> _Extrait du texte_:
::::
Malgré la vigilance, l’action anticipative et le sacrifice des forces de sécurité et de l’armée, le terrorisme est parvenu à passer à travers les mailles du filet pour frapper au coeur de la capitale Tunisienne, occasionnant la mort de 21 personnes pour la plupart étrangères, en plus des deux terroristes. Cette attaque est survenue deux jours avant la fête de l’indépendance, ce mercredi 18 mars 2015 au musée du Bardo, jour où les bateaux  de croisière font escale à Tunis.  

Elle s’est déroulée dans ce haut lieu de culture, jouxtant le Parlement et a visé en premier lieu, des étrangers. Tout cela n’est nullement le fruit du hasard ! Ce qui était recherché par les forces du mal, c’est de les faire fuir en portant atteinte à une économie encore à la recherche de ses premiers signes de redressement, et particulièrement à cette « vitrine tunisienne » qui est le secteur du tourisme,au demeurant déjà fragilisé par la « révolution » tunisienne. Il faut faire remarquer quece secteur stratégique, qui s’est retrouvé ainsi en position de cible de choix pour créer une situation de chaos, comme ont voulu le faire les forces du mal en Algérie, emploie plus de 400.000 personnes, et fait vivre 10% de la population tunisienne !

TEL UN ROSEAU QUI PLIE MAIS NE CASSE PAS !
::::
> _Consigne_: Poursuivez la rédaction du texte ci-dessus sur l'attentat du musée du Bardo, à la suite de sa dernière ligne.

> _Données affichées_:
::::
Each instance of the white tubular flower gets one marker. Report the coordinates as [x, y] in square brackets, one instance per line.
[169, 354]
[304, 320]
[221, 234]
::::
> _Corrigé_:
Après l’attaque contre ce monument historique des plus visités par les touristes, il est bien évident que les premières conséquences n’ont pas tardé, puisqu’on parle de plus de 3.000 réservations annulées ! « C’est là certainement un coup rude », comme le souligne Jean-Pierre Mas, président du syndicat français des agences de voyages françaises, dans une déclaration à l’AFP. Mais bien qu’elle soit préoccupante, une telle situation n’est certainement pas alarmante, pour un pays qui a eu le mérite de séduire par son savoir-faire, plus de 7 millions de visiteurs en 2010.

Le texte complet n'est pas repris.